> [Auszug]:
========

# [C#] In .Net Prorgamm Grafikinformationen auslesen



## Olstyle (3. Dezember 2011)

Für eine neue Version von meinem SoftTh Config Tool versuche ich gerade mit meiner "Windows Forms Applikation" Informationen über Monitore und Grafikkarte aus zu lesen.
Was ich genau brauche ist:
Welche Displays gibt es, an welcher Grafikkarte hängen sie und welches Display ist das primäre. 

Abgesehen von den Infos zur Grafikkarte finde ich die Infos relativ problemlos unter _Screen.AllScreens_. Das ist aber halt nur die Ebene von .Net welche die Grafikhardware darunter weg abstrahiert.
Anscheinend muss ich also dafür doch über den _ManagementObjectSearcher_ gehen. Nur komme ich mit den ArrayLists die der raus haut an sich und den zig tausend möglichen "Suchwörtern" nicht wirklich klar. Mit welchem Key muss ich suchen und wie spreche ich die einzelnen Felder in dem Array was mir der searcher zurück liefert überhaupt ordentlich an?


EDIT: Ok, das "wie lesen" hab ich jetzt doch halbwegs raus. Fehlt noch die Info "Wo lesen?". Das Internets hat mich jetzt noch auf den "Umweg" directX gebracht. Mal sehen ob ich damit weiter komme.


----------



## Olstyle (3. Dezember 2011)

DirectX hat geholfen. Allerdings lese ich jetzt ein Mischmasch aus .Net Screens und D3D Display Adaptern weil ich bei DX keine Koordinaten(also Angaben wie die Screens nebeneinander liegen) gefunden habe. Wenn da noch jemand eine Ahnung hat wäre die Info immer noch sehr willkommen.


----------

========

(Gespeicherte Daten)
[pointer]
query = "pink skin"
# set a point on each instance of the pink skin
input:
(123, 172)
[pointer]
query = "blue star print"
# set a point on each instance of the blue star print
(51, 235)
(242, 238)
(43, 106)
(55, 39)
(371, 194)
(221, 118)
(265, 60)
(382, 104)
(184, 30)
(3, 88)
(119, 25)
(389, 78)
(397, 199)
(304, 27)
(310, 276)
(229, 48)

========

> [Gestellte Aufgaben]:
a - Fasse den Auszug über das Auslesen von Grafikinformationen in .Net in zwei Sätzen zusammen.
b - Welche Informationen werden laut dem Auszug genau benötigt? Nenne alle.
c - Warum werden laut dem Auszug nach dem Wechsel zu DirectX .Net-Screens und D3D-Display-Adapter gemeinsam gelesen?

> [Lösungen je Aufgabe]:
a - Für eine neue Version des SoftTh Config Tools sollen in einer Windows-Forms-Anwendung die vorhandenen Displays, die zugehörige Grafikkarte und das primäre Display ermittelt werden, wobei Screen.AllScreens zwar die Monitorinfos, aber keine Angaben zur Grafikkarte liefert. DirectX hat geholfen, doch weil dort keine Koordinaten zur Anordnung der Screens gefunden wurden, wird nun ein Mischmasch aus .Net-Screens und D3D-Display-Adaptern gelesen.

b -
- welche Displays es gibt
- an welcher Grafikkarte sie hängen
- welches Display das primäre ist

c - Bei DirectX wurden keine Koordinaten gefunden, also keine Angaben dazu, wie die Screens nebeneinander liegen. Deshalb werden .Net-Screens und D3D-Display-Adapter kombiniert.